On 2024.04.09 09:00, Thomas Schmitt via Libcdio-devel wrote:
Hi,
Pete Batard wrote:
Or maybe there's a mathematical proof that
a UTF-8 glyph byte encoding can never be larger than 1.5 the UTF-16 glyph
byte encoding
I thought to have given one. Let me try again:
https://datatracker.ietf.org/doc/html/rfc3629
"In UTF-8, characters from the U+0000..U+10FFFF range (the UTF-16
accessible range) are encoded using sequences of 1 to 4 octets."
My issue is that I see nothing preventing Unicode to add ranges post
U+10FFFF that are going to require more than 1.5 UTF-16. That's what I
tried to allude to in my reply,
In short, especially considering that we have precedent of the Unicode
Consortium expanding on what they had previously established as an upper
range limit, I still see no formal proof that 1.5 UTF-16 will *always*
be enough for the UTF-8 conversion, especially as I fully expect Unicode
to grow past the U+10FFFF boundary.
I try to obey specs and to avoid speculations about what of their
provisions would possibly not happen in practice.
I try to base my implementations on real-life usage, and not obvious
abuse of specs.

----------

Print everything from "My issue is" down to "happen in practice." in the UTF-8 discussion, word for word.

----------

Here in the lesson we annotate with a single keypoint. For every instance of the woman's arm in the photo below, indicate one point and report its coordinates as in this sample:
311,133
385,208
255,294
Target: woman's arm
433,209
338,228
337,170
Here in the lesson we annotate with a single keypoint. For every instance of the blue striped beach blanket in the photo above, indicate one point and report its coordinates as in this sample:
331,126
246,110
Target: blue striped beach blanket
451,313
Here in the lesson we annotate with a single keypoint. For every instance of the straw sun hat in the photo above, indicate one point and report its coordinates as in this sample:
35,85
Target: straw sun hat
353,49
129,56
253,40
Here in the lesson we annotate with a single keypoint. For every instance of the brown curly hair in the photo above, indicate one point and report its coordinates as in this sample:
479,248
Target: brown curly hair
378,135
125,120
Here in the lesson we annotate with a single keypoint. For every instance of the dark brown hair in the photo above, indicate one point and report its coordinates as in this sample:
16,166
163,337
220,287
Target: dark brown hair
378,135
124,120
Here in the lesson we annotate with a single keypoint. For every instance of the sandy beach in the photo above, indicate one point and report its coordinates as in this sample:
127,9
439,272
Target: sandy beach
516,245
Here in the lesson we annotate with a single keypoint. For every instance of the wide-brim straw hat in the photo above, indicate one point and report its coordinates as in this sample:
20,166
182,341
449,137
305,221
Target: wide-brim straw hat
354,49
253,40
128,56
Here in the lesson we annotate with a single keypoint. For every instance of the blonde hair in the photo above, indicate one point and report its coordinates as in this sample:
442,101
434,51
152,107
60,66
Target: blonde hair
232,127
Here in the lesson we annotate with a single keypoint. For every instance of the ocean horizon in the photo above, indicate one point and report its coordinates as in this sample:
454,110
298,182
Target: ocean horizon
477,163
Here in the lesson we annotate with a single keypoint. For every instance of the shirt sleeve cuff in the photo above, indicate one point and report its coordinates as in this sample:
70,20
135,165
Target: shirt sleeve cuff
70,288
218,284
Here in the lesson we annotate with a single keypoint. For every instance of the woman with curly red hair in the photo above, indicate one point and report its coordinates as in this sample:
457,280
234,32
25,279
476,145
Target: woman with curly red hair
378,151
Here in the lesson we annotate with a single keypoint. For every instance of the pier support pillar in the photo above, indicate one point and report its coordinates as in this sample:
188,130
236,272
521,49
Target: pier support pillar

----------

**Result for this exercise:**
My issue is that I see nothing preventing Unicode to add ranges post
U+10FFFF that are going to require more than 1.5 UTF-16. That's what I
tried to allude to in my reply,
In short, especially considering that we have precedent of the Unicode
Consortium expanding on what they had previously established as an upper
range limit, I still see no formal proof that 1.5 UTF-16 will *always*
be enough for the UTF-8 conversion, especially as I fully expect Unicode
to grow past the U+10FFFF boundary.
I try to obey specs and to avoid speculations about what of their
provisions would possibly not happen in practice.